◆ READING PASSAGE ◆
***

Please note that you should never self-prescribe TCM ingredients. A TCM ingredient is almost never eaten on its own but as part of a formula containing several ingredients that act together. Please consult a professional TCM practitioner, they will be best able to guide you.
Preparation: Collect the roots. remove impurities, wash, soak in water, cut thick slices, dry.
Main actions according to TCM*: Clears Yin Deficient Heat. Clears Heat in the aftermath of febrile diseases. Clears Heat caused by malnutrition in children. Cools the Blood when there is reckless movement of Blood.
Contraindications*: Contraindicated for patients with common cold or flu or these with Blood Deficiency but no clear Heat sign.
In Traditional Chinese Medicine (TCM), Yin Chai Hu belongs to the 'Herbs that cool the Blood' category. Herbs in this category are used to clear inflammatory and infectious conditions, referred to as 'Internal Heat' in TCM. This is why most of the herbs in this category will have both antibacterial and antiviral properties. In TCM one has too much 'Internal Heat' in their body as a result of a deficiency of 'Yin' (which is Cold in nature, see our explanation on Yin and Yang) or, more commonly, an Excess of Yang (Hot in nature). Herbs that cool the Blood treat the latter and as such tend to be Cold or Neutral in nature.
As suggested by its category Yin Chai Hu is Cool in nature. This means that Yin Chai Hu tends to help people who have too much 'Heat' in their body, although with less effect than a plant that would be Cold in nature. Balance between Yin and Yang is a key health concept in TCM. Those who have too much Heat in their body are said to either have a Yang Excess (because Yang is Hot in nature) or a Yin deficiency (Yin is Cold in Nature). Depending on your condition Yin Chai Hu can help restore a harmonious balance between Yin and Yang.
Yin Chai Hu also tastes Bitter and Sweet. The so-called 'Five Phases' theory in Chinese Medicine states that the taste of TCM ingredients is a key determinant of their action in the body. Bitter ingredients like Yin Chai Hu tends to have a cleansing action on the body by clearing Heat, drying Dampness and promoting elimination via urination or bowel movements. On the other hand Sweet ingredients tend to slow down acute reactions and detoxify the body. They also have a tonic effect because they replenish Qi and Blood.
The tastes of ingredients in TCM also determine what Organs and Meridians they target. As such Yin Chai Hu is thought to target the Stomach, the Kidney and the Liver. In TCM the Stomach is responsible for receiving and ripening ingested food and fluids. It is also tasked with descending the digested elements downwards to the Small Intestine. The Kidneys do not only regulate the urinary system but also play a key role in the reproductive system and the growth and aging process of the body. The Liver is often referred as the body's "general" because it is in charge of regulating the movements of Qi and the Body Fluids. It also takes a leading role in balancing our emotions.

***

◆ QUESTIONS ◆
**A.** Which organs does the Yin Chai Hu text say the herb is thought to target?
**B.** Reproduce word for word the part of the Yin Chai Hu text between "In Traditional Chinese" and "Neutral in nature.", inclusive.

◆ DATASET RECORDS ◆
***

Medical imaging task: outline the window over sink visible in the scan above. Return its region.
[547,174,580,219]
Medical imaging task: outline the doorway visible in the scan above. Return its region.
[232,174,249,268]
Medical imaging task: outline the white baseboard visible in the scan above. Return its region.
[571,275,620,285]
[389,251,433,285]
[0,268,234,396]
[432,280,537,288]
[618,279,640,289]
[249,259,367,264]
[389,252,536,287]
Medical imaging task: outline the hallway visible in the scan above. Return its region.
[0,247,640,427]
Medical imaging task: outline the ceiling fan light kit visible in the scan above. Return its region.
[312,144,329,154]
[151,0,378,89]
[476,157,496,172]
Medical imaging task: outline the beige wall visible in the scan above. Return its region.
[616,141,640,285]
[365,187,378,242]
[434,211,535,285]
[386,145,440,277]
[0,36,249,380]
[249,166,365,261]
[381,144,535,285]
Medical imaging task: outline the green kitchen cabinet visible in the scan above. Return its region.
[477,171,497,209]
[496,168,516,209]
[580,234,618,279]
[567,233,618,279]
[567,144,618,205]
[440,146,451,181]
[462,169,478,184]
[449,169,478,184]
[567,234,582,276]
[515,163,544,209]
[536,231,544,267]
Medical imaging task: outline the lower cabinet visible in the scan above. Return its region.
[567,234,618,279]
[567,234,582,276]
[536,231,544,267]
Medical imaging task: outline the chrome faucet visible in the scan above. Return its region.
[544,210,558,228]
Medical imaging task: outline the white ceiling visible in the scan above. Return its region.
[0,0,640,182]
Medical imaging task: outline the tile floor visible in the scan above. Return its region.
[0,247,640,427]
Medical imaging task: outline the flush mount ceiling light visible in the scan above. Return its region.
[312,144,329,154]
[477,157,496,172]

***

◆ ACTIVITY ANSWERS ◆
**A.** The Stomach, the Kidney and the Liver.

**B.**
In Traditional Chinese Medicine (TCM), Yin Chai Hu belongs to the 'Herbs that cool the Blood' category. Herbs in this category are used to clear inflammatory and infectious conditions, referred to as 'Internal Heat' in TCM. This is why most of the herbs in this category will have both antibacterial and antiviral properties. In TCM one has too much 'Internal Heat' in their body as a result of a deficiency of 'Yin' (which is Cold in nature, see our explanation on Yin and Yang) or, more commonly, an Excess of Yang (Hot in nature). Herbs that cool the Blood treat the latter and as such tend to be Cold or Neutral in nature.